## [Problem statement]
Copy the lines below word for word, starting with the line that contains "detect the brown" and going through the very last line, both included. Leave the pictures out of your copy.

**** Input rows ****

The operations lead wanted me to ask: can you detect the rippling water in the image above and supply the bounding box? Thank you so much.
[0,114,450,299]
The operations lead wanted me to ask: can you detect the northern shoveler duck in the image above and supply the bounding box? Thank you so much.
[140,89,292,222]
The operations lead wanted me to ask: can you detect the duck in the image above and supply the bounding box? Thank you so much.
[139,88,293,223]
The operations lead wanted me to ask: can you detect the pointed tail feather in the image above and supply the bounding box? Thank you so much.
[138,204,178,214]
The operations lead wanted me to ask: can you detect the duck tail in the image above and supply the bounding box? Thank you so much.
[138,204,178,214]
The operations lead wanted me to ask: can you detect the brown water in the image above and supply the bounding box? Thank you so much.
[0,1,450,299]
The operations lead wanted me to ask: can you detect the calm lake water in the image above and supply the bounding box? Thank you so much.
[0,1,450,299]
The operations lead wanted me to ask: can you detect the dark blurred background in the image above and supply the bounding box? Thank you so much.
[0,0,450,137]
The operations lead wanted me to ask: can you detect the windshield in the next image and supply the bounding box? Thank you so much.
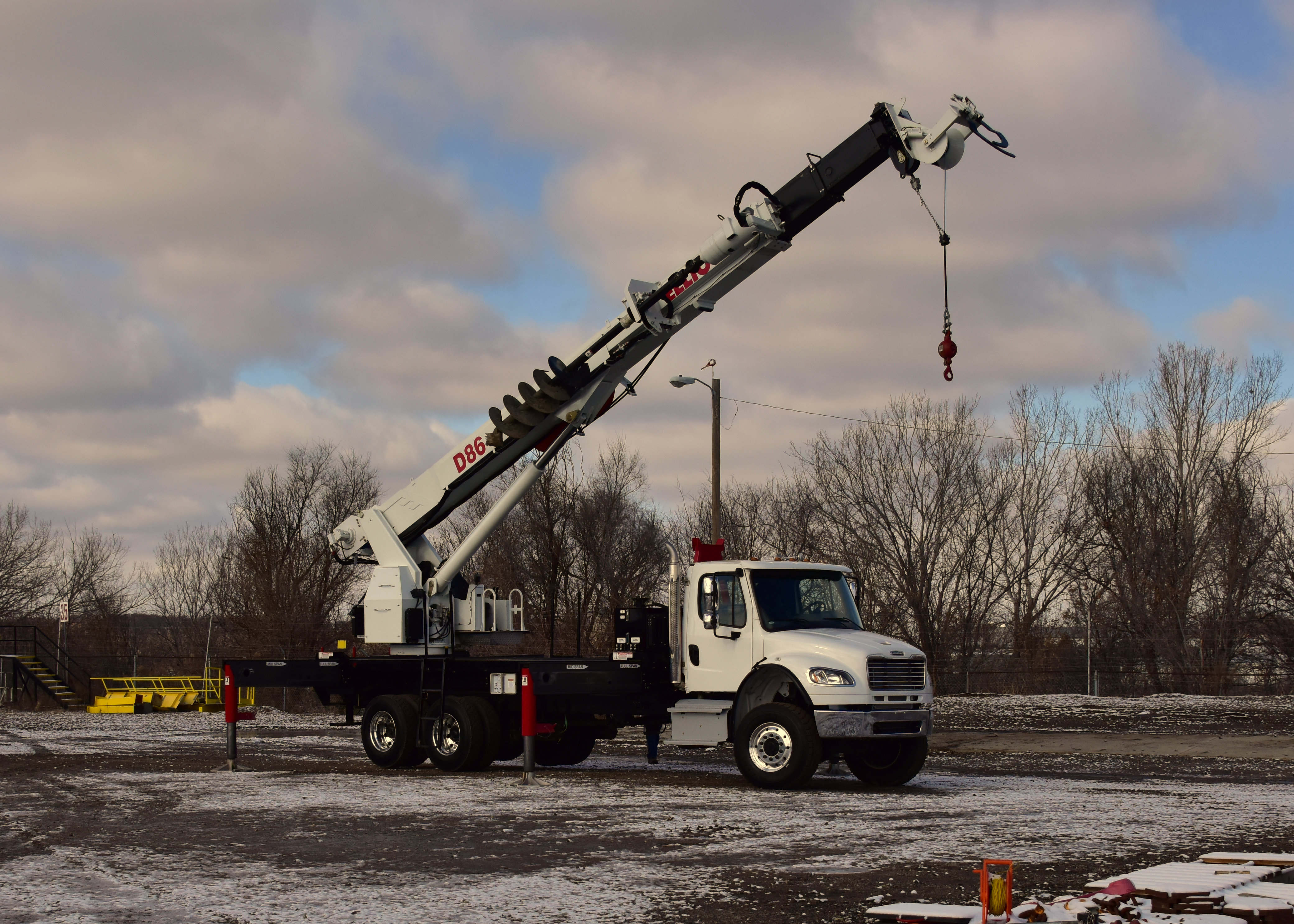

****

## [Solution for this problem]
The operations lead wanted me to ask: can you detect the brown water in the image above and supply the bounding box? Thank you so much.
[0,1,450,299]
The operations lead wanted me to ask: can you detect the calm lake water in the image above and supply the bounding box? Thank you so much.
[0,1,450,299]
The operations lead wanted me to ask: can you detect the dark blurred background in the image above and supply the bounding box? Thank you so much.
[0,0,450,137]
The operations lead wanted me to ask: can you detect the windshield in the next image and supply the bounding box? Thank you so much.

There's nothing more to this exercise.